▶ _Request_
Rewrite everything from the line containing "the window, which" down to the end of the listing, swapping "sample" for "template" and keeping all else the same.

*** Record set

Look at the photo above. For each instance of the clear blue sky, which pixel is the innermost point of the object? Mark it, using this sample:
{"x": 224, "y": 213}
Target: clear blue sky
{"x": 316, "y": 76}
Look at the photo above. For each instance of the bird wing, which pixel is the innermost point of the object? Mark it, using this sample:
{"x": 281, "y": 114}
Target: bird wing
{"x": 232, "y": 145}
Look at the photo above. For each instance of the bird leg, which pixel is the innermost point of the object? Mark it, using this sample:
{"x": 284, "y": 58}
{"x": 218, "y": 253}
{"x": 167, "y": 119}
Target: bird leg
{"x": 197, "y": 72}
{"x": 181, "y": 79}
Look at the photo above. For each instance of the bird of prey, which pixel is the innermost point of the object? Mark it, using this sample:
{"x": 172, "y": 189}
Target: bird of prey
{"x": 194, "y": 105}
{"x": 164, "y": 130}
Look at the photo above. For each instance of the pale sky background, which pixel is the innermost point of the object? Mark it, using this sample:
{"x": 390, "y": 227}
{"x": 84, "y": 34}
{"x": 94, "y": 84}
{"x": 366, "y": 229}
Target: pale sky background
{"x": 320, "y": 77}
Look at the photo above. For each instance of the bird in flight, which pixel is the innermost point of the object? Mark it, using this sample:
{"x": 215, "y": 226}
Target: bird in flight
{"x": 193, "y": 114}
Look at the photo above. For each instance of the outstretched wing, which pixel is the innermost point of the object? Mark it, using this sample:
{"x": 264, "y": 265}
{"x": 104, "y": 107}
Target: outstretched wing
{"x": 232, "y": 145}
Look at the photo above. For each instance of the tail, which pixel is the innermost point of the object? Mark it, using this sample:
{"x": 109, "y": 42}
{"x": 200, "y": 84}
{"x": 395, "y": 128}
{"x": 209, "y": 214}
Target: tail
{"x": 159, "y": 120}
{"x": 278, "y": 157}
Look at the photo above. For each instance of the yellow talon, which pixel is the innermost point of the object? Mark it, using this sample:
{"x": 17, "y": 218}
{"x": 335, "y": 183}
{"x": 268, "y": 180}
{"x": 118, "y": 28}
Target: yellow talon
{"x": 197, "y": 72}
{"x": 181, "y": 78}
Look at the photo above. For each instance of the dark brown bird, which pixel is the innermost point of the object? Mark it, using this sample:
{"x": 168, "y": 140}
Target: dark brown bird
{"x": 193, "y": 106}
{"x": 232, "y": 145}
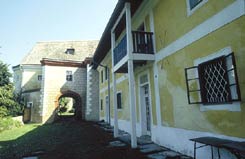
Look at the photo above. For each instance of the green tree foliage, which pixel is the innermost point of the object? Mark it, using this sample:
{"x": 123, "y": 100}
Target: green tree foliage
{"x": 4, "y": 74}
{"x": 10, "y": 103}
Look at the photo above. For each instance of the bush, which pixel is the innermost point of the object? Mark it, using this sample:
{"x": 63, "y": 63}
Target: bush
{"x": 8, "y": 123}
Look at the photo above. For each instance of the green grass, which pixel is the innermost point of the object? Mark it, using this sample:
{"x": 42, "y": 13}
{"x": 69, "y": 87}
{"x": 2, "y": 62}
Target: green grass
{"x": 31, "y": 138}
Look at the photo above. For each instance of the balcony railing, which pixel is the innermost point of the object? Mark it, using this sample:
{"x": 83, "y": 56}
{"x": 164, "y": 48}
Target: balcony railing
{"x": 121, "y": 50}
{"x": 142, "y": 42}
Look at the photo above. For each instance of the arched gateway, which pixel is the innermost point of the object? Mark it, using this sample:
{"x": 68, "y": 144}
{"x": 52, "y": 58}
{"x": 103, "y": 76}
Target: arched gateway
{"x": 78, "y": 113}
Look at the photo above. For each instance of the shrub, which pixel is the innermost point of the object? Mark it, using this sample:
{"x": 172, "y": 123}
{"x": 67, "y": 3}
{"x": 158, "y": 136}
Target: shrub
{"x": 8, "y": 123}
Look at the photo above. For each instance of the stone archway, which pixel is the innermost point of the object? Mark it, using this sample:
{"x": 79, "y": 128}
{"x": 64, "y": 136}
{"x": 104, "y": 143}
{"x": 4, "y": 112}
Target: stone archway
{"x": 78, "y": 102}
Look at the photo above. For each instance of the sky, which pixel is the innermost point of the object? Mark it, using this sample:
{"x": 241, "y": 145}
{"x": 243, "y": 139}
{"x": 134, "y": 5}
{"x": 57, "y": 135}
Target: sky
{"x": 25, "y": 22}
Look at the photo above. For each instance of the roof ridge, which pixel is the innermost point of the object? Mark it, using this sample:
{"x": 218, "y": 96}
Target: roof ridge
{"x": 64, "y": 41}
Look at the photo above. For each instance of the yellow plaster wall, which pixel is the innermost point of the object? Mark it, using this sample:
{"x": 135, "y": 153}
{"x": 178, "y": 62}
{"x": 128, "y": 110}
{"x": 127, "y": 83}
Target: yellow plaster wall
{"x": 30, "y": 80}
{"x": 175, "y": 110}
{"x": 171, "y": 20}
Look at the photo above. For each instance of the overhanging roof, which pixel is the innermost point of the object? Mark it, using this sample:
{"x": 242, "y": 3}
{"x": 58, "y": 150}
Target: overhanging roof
{"x": 105, "y": 42}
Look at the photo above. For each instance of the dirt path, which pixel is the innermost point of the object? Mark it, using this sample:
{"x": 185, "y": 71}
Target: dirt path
{"x": 85, "y": 140}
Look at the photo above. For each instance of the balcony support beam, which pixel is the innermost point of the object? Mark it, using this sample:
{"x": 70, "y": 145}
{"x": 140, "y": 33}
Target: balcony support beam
{"x": 131, "y": 77}
{"x": 114, "y": 86}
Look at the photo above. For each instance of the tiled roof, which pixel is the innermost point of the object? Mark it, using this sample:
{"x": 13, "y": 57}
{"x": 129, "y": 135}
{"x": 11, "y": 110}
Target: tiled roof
{"x": 57, "y": 50}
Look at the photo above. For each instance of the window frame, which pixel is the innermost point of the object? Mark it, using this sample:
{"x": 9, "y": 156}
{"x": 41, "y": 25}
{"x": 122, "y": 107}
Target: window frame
{"x": 102, "y": 76}
{"x": 119, "y": 105}
{"x": 39, "y": 77}
{"x": 69, "y": 76}
{"x": 70, "y": 51}
{"x": 190, "y": 10}
{"x": 211, "y": 58}
{"x": 101, "y": 104}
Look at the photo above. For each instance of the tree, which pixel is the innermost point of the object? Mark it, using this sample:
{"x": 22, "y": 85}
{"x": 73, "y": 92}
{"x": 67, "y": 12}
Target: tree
{"x": 4, "y": 74}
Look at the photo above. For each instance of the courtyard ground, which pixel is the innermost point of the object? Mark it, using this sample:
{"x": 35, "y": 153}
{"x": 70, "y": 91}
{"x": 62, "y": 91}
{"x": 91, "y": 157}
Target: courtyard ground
{"x": 63, "y": 140}
{"x": 71, "y": 139}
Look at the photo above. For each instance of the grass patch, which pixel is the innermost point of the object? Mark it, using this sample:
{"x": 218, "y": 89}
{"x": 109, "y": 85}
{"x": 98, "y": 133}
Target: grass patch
{"x": 31, "y": 138}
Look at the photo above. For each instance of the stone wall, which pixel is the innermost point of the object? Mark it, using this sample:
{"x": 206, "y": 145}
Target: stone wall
{"x": 54, "y": 83}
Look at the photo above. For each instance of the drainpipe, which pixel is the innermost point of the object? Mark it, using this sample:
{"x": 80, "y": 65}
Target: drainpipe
{"x": 108, "y": 80}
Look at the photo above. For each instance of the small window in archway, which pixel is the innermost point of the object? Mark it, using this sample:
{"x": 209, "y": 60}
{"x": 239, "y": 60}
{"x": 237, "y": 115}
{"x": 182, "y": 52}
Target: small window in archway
{"x": 69, "y": 76}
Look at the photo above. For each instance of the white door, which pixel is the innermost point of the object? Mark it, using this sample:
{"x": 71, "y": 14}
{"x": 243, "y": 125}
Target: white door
{"x": 145, "y": 110}
{"x": 147, "y": 107}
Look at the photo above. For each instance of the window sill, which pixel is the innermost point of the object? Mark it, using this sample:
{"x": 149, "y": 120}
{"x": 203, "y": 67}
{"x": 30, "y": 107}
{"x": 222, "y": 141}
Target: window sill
{"x": 234, "y": 107}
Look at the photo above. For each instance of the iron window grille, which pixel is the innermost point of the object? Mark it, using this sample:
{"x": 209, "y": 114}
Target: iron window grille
{"x": 213, "y": 82}
{"x": 101, "y": 104}
{"x": 70, "y": 51}
{"x": 119, "y": 100}
{"x": 102, "y": 76}
{"x": 69, "y": 76}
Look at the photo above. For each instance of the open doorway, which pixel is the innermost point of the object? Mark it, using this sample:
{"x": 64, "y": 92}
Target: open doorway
{"x": 66, "y": 106}
{"x": 69, "y": 104}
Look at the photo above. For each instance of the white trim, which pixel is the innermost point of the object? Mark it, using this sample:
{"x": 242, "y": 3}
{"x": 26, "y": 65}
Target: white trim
{"x": 235, "y": 106}
{"x": 119, "y": 18}
{"x": 143, "y": 111}
{"x": 118, "y": 81}
{"x": 120, "y": 63}
{"x": 147, "y": 57}
{"x": 191, "y": 11}
{"x": 120, "y": 109}
{"x": 227, "y": 15}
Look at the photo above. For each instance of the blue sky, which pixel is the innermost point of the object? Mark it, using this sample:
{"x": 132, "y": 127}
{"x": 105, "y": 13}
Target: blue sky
{"x": 25, "y": 22}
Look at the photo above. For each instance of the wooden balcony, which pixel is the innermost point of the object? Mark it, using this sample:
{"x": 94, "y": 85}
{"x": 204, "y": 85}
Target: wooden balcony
{"x": 142, "y": 45}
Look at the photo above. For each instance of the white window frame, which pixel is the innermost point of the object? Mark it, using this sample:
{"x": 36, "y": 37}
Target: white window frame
{"x": 234, "y": 106}
{"x": 191, "y": 11}
{"x": 119, "y": 109}
{"x": 29, "y": 104}
{"x": 39, "y": 77}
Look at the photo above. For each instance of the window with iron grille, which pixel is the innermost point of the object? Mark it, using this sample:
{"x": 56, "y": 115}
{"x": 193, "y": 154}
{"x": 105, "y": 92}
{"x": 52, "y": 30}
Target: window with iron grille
{"x": 213, "y": 82}
{"x": 119, "y": 100}
{"x": 69, "y": 76}
{"x": 106, "y": 73}
{"x": 70, "y": 51}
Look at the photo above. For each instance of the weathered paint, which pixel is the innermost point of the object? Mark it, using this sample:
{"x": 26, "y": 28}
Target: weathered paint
{"x": 176, "y": 112}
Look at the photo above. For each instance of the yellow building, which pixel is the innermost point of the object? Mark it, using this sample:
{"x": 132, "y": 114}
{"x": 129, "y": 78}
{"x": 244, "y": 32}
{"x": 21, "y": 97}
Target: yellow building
{"x": 176, "y": 71}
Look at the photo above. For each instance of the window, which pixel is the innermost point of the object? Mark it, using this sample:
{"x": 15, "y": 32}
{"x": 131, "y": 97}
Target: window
{"x": 119, "y": 100}
{"x": 39, "y": 77}
{"x": 70, "y": 51}
{"x": 102, "y": 76}
{"x": 68, "y": 75}
{"x": 101, "y": 104}
{"x": 213, "y": 82}
{"x": 193, "y": 5}
{"x": 106, "y": 73}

******

▶ _Answer in full_
Look at the photo above. For each instance of the window, which pixel is the innermost point of the object? Mark it, using this template:
{"x": 15, "y": 32}
{"x": 131, "y": 97}
Target: window
{"x": 119, "y": 100}
{"x": 39, "y": 77}
{"x": 70, "y": 51}
{"x": 102, "y": 76}
{"x": 68, "y": 75}
{"x": 101, "y": 104}
{"x": 213, "y": 82}
{"x": 193, "y": 5}
{"x": 106, "y": 73}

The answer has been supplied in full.